_Requests:_
A - Print the passage of the divorce article starting with "How To Handle" and going on through "frame might be.)", with no changes.
B - Replace "moored boat" with "docked vessel" in the records, starting with their first line and going on through the line with "[[[80,98],[75,100],[75,103],[90,103],[92,100],[89,98]]]". Return only those lines, with everything else unchanged.

_Document text:_
┌────────
Still, I'm pretty clear on the fact that the mere mention or even serious discussions about a divorce don't mean that the marriage can't be saved. Sometimes quite the opposite is true. Sometimes, when this unspoken threat (that both people just may be thinking anyway,) is actually voiced, the lines of communication are suddenly open and that awkward untouchable thing that's been there for a while is now exposed. This can be a good thing. I'll discuss this more in the following article.

How To Handle It When You've Been Threatened With Divorce, But You Want To Save The Marriage: I can not stress enough that you want to avoid rash or extreme reactions or conversations. You really do not want to act as if the mere mention of divorce means that your marriage is most certainly going to end in that 3, 6, or 8 month time period that it takes for this to become final (or whatever that time frame might be.)

Instead, you want to use this as a spring board to calmly talk about this. Try very hard not to allow for yourself to get so upset that you say or do things that are going to only make this worse. Although calm and controlled might not allow you to feel any relief or release at the time, you will likely look back to see that it was exactly right.

You want to try to keep your reactions very even keeled. Tell your spouse that this conversation is troubling and surprising to you, but that you are certainly willing to sit down, and discuss what both of you might want going forward in an attempt to come up with a solution that works best for both of you. It's OK to say that you don't want a divorce if this is your truth. But, what will often happen is that this is all you are focusing on - keeping them from filing for divorce - so that you're not focused on what is really standing in your way or what is really propelling your spouse forward.
└────────
_Information provided:_
┌────────
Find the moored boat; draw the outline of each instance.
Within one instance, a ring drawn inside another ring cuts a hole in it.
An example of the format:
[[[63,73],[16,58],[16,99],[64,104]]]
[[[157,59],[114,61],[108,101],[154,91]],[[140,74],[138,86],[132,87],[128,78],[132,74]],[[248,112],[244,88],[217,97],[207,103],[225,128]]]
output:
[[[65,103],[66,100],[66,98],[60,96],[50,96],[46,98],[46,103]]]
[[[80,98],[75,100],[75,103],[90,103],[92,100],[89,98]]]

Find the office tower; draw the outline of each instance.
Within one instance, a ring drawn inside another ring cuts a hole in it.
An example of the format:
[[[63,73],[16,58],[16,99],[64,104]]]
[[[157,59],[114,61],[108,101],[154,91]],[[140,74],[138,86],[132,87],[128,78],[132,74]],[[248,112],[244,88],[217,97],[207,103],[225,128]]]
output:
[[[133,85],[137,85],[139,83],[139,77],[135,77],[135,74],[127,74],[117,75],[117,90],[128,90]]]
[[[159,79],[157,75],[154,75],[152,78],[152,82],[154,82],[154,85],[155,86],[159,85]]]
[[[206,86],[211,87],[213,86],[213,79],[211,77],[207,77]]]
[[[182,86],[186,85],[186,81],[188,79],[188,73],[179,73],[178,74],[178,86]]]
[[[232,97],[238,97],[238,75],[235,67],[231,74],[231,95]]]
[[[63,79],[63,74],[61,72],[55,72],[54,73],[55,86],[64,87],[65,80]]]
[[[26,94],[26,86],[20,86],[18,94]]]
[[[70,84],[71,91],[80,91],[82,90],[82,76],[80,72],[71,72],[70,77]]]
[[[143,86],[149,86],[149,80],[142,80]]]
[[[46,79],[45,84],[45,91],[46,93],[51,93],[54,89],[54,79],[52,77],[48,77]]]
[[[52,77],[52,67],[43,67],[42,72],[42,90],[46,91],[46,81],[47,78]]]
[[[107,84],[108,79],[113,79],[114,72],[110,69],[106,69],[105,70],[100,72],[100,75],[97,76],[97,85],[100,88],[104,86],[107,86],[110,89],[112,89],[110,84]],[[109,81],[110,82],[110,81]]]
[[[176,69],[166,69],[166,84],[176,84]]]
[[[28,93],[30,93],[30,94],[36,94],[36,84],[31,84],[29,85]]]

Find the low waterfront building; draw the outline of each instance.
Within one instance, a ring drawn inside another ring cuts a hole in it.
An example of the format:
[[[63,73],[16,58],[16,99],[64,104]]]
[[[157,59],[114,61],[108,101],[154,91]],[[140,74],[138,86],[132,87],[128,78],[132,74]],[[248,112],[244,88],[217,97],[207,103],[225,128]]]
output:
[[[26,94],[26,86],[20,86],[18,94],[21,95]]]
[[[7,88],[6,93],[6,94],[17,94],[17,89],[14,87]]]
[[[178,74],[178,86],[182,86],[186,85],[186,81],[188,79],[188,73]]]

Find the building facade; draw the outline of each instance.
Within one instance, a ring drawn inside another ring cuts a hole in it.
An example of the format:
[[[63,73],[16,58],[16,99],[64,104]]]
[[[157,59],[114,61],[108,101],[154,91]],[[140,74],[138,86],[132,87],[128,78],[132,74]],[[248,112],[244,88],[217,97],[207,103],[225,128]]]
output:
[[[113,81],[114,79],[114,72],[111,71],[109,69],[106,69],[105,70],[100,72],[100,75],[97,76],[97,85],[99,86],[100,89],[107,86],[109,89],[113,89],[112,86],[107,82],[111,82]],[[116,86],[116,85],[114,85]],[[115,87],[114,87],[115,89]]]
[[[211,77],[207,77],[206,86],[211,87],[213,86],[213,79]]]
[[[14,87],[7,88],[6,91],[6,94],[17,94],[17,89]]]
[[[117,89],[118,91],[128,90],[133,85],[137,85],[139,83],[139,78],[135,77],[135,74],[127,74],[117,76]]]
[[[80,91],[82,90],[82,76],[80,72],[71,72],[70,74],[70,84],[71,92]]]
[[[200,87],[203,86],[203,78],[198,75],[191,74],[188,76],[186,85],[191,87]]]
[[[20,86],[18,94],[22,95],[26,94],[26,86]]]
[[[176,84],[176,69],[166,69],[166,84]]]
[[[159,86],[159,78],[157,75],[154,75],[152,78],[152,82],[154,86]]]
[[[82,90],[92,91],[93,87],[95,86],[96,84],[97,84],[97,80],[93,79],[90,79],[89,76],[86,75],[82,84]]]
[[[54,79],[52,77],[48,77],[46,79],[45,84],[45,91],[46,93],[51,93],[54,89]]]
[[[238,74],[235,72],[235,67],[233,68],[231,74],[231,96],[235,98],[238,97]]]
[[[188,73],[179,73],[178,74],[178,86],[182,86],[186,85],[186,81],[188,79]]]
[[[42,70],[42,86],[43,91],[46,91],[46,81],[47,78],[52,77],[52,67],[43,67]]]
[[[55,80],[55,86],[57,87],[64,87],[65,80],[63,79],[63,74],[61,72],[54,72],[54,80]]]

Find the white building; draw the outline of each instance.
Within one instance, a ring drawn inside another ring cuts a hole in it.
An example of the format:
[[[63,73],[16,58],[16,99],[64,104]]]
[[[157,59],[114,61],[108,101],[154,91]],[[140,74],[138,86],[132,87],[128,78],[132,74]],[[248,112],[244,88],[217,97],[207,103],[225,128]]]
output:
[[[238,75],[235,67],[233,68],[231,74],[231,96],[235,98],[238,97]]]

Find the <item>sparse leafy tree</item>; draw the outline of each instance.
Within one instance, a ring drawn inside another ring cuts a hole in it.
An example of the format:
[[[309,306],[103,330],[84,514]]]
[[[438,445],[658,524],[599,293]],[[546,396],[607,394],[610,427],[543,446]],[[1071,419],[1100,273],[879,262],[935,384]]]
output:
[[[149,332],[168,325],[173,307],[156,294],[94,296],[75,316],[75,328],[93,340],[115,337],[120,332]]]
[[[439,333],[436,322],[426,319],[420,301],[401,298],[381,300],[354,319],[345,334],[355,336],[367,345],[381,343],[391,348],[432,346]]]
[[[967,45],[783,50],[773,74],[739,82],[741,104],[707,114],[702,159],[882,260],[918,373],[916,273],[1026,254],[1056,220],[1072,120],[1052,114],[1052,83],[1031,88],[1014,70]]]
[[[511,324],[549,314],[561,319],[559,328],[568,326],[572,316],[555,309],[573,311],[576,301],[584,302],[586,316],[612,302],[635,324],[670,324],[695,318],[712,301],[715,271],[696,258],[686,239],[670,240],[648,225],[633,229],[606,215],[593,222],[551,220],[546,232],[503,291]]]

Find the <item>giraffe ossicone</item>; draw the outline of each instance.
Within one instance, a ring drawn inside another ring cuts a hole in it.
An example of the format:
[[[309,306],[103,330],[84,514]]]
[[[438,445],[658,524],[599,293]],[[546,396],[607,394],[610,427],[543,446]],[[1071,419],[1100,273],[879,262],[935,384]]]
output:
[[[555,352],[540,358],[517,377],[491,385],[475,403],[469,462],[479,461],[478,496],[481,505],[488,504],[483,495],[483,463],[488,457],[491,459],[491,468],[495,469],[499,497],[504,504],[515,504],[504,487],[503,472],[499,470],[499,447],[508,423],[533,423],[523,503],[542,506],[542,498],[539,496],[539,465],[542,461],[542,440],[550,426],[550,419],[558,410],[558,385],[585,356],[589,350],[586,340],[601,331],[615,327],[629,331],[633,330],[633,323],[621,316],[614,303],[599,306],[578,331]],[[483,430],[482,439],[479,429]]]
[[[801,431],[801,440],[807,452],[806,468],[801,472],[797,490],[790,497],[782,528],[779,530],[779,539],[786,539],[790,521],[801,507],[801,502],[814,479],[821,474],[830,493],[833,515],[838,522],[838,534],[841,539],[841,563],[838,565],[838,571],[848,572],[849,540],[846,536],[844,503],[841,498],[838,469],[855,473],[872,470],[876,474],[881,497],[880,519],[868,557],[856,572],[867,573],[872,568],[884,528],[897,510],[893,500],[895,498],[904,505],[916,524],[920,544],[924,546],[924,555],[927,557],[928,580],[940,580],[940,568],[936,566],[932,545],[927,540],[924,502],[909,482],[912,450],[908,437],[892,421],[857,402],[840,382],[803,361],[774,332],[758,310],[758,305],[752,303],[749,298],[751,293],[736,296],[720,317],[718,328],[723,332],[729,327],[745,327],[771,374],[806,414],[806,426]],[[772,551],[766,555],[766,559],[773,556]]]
└────────
_Results for each task:_
A -
How To Handle It When You've Been Threatened With Divorce, But You Want To Save The Marriage: I can not stress enough that you want to avoid rash or extreme reactions or conversations. You really do not want to act as if the mere mention of divorce means that your marriage is most certainly going to end in that 3, 6, or 8 month time period that it takes for this to become final (or whatever that time frame might be.)

B -
Find the docked vessel; draw the outline of each instance.
Within one instance, a ring drawn inside another ring cuts a hole in it.
An example of the format:
[[[63,73],[16,58],[16,99],[64,104]]]
[[[157,59],[114,61],[108,101],[154,91]],[[140,74],[138,86],[132,87],[128,78],[132,74]],[[248,112],[244,88],[217,97],[207,103],[225,128]]]
output:
[[[65,103],[66,100],[66,98],[60,96],[50,96],[46,98],[46,103]]]
[[[80,98],[75,100],[75,103],[90,103],[92,100],[89,98]]]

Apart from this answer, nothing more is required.